§ Aim of the task:
Your answer must be an exact copy of the data below.

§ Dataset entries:
★ ★ ★
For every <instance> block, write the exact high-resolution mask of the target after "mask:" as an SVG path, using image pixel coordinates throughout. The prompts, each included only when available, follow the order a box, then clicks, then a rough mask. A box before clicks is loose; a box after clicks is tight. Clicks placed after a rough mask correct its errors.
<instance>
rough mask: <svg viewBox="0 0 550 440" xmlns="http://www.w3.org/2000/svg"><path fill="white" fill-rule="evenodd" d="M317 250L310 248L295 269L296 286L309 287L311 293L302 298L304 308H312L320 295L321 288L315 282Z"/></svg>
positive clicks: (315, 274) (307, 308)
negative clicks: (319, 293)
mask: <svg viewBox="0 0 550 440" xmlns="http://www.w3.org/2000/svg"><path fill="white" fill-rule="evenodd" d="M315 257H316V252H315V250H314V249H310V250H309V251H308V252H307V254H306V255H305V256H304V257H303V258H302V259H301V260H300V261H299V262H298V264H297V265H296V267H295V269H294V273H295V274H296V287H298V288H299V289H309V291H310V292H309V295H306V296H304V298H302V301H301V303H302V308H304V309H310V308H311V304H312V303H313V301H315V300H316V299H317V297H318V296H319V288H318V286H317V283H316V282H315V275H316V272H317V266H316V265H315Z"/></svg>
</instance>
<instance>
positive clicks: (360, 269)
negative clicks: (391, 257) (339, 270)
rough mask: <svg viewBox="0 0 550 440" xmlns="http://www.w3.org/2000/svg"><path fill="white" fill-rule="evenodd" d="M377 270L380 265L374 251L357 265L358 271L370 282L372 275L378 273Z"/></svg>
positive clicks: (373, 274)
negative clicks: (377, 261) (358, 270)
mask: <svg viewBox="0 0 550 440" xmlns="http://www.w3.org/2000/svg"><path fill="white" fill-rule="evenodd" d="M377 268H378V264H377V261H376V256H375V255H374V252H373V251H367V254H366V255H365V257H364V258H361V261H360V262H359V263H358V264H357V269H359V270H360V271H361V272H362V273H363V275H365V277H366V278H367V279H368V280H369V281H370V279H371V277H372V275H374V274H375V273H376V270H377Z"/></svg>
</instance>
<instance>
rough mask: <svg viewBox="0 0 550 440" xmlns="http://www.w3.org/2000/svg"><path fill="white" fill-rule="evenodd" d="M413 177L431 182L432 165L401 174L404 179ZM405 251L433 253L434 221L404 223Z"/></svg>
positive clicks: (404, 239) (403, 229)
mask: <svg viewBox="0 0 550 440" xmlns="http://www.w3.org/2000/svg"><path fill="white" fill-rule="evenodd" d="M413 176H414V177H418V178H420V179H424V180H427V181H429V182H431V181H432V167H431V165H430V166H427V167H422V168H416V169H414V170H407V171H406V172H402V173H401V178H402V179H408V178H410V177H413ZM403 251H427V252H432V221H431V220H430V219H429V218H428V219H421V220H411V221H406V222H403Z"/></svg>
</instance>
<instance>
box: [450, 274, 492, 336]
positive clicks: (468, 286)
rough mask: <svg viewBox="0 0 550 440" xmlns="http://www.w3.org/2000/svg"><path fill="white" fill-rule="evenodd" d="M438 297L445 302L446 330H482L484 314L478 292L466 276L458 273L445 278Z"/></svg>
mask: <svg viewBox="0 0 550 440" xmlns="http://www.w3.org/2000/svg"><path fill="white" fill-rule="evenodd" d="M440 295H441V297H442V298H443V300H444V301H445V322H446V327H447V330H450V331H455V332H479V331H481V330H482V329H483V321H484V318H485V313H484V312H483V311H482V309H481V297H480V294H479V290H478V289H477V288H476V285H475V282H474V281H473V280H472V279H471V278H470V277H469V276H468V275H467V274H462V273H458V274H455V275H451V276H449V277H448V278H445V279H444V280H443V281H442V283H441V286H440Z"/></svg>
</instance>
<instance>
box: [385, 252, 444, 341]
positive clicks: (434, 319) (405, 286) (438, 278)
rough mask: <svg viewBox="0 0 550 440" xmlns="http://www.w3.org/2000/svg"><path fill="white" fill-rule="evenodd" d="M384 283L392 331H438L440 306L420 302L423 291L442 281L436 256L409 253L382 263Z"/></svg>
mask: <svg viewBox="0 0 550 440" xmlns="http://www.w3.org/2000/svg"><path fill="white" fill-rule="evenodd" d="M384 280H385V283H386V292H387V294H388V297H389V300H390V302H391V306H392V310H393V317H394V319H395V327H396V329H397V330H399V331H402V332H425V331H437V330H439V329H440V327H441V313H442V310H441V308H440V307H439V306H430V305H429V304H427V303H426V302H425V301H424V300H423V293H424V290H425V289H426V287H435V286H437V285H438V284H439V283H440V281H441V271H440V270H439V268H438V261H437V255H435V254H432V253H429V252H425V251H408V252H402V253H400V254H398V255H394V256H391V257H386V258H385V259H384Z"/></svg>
★ ★ ★
§ Answer space:
For every <instance> block, write the exact high-resolution mask of the target after "mask:" as an SVG path, using image pixel coordinates throughout. The prompts, each included only when available, follow the order a box, then clicks, then a rough mask. A box before clicks is loose; a box after clicks is tight. Clicks placed after a rough mask correct its errors.
<instance>
rough mask: <svg viewBox="0 0 550 440" xmlns="http://www.w3.org/2000/svg"><path fill="white" fill-rule="evenodd" d="M317 250L310 248L295 269L296 286L309 287L311 293L302 298L304 308H312L320 295L321 288L315 282Z"/></svg>
positive clicks: (315, 274) (307, 308)
negative clicks: (319, 293)
mask: <svg viewBox="0 0 550 440" xmlns="http://www.w3.org/2000/svg"><path fill="white" fill-rule="evenodd" d="M315 257H316V252H315V250H314V249H310V250H309V251H308V252H307V254H306V255H305V256H304V257H303V258H302V259H301V260H300V261H299V262H298V264H297V265H296V267H295V269H294V273H295V274H296V287H298V288H299V289H309V291H310V292H309V295H306V296H304V298H302V301H301V303H302V308H304V309H310V308H311V304H312V303H313V301H315V300H316V299H317V297H318V296H319V288H318V286H317V283H316V282H315V275H316V272H317V266H316V265H315Z"/></svg>
</instance>
<instance>
positive clicks: (360, 269)
negative clicks: (391, 257) (339, 270)
rough mask: <svg viewBox="0 0 550 440" xmlns="http://www.w3.org/2000/svg"><path fill="white" fill-rule="evenodd" d="M377 270L380 265L374 251L357 265L358 271L370 282L372 275L378 273Z"/></svg>
positive clicks: (373, 274)
negative clicks: (377, 261) (358, 270)
mask: <svg viewBox="0 0 550 440" xmlns="http://www.w3.org/2000/svg"><path fill="white" fill-rule="evenodd" d="M377 268H378V264H377V261H376V256H375V255H374V252H373V251H367V254H366V255H365V257H364V258H361V261H360V262H359V263H358V264H357V269H359V270H360V271H361V272H362V273H363V275H365V277H366V278H367V279H368V280H369V281H370V279H371V277H372V275H374V274H375V273H376V270H377Z"/></svg>
</instance>
<instance>
rough mask: <svg viewBox="0 0 550 440" xmlns="http://www.w3.org/2000/svg"><path fill="white" fill-rule="evenodd" d="M413 177L431 182L432 165L401 174L404 179ZM405 251L433 253L434 221L404 223Z"/></svg>
positive clicks: (404, 239) (403, 229)
mask: <svg viewBox="0 0 550 440" xmlns="http://www.w3.org/2000/svg"><path fill="white" fill-rule="evenodd" d="M413 176H414V177H418V178H420V179H424V180H427V181H429V182H431V181H432V167H431V165H430V166H427V167H422V168H416V169H414V170H407V171H406V172H402V173H401V178H402V179H408V178H410V177H413ZM403 251H427V252H432V221H431V220H430V219H429V218H428V219H421V220H411V221H406V222H403Z"/></svg>
</instance>
<instance>
box: [450, 274, 492, 336]
positive clicks: (468, 286)
rough mask: <svg viewBox="0 0 550 440" xmlns="http://www.w3.org/2000/svg"><path fill="white" fill-rule="evenodd" d="M438 297L445 302L446 330H482L484 314L478 292L466 276L458 273L445 278Z"/></svg>
mask: <svg viewBox="0 0 550 440" xmlns="http://www.w3.org/2000/svg"><path fill="white" fill-rule="evenodd" d="M440 295H441V297H442V298H443V300H444V301H445V322H446V327H447V330H450V331H455V332H479V331H481V330H482V329H483V321H484V318H485V313H484V312H483V311H482V309H481V297H480V294H479V290H478V289H477V288H476V285H475V282H474V281H473V280H472V279H471V278H470V277H469V276H468V275H467V274H462V273H458V274H455V275H451V276H449V277H448V278H445V279H444V280H443V281H442V283H441V286H440Z"/></svg>
</instance>
<instance>
box: [385, 252, 444, 341]
positive clicks: (434, 319) (405, 286) (438, 278)
rough mask: <svg viewBox="0 0 550 440" xmlns="http://www.w3.org/2000/svg"><path fill="white" fill-rule="evenodd" d="M384 283L392 331H438L440 306L420 302L423 291L442 281L436 256L409 253L382 263Z"/></svg>
mask: <svg viewBox="0 0 550 440" xmlns="http://www.w3.org/2000/svg"><path fill="white" fill-rule="evenodd" d="M384 280H385V283H386V292H387V294H388V297H389V300H390V302H391V306H392V310H393V317H394V319H395V327H396V329H397V330H399V331H402V332H425V331H437V330H439V329H440V327H441V313H442V310H441V308H440V307H439V306H430V305H429V304H427V303H426V302H425V301H424V300H423V293H424V290H425V289H426V287H435V286H437V285H438V284H439V283H440V281H441V271H440V270H439V268H438V261H437V255H435V254H432V253H429V252H425V251H408V252H402V253H400V254H398V255H394V256H391V257H386V258H385V259H384Z"/></svg>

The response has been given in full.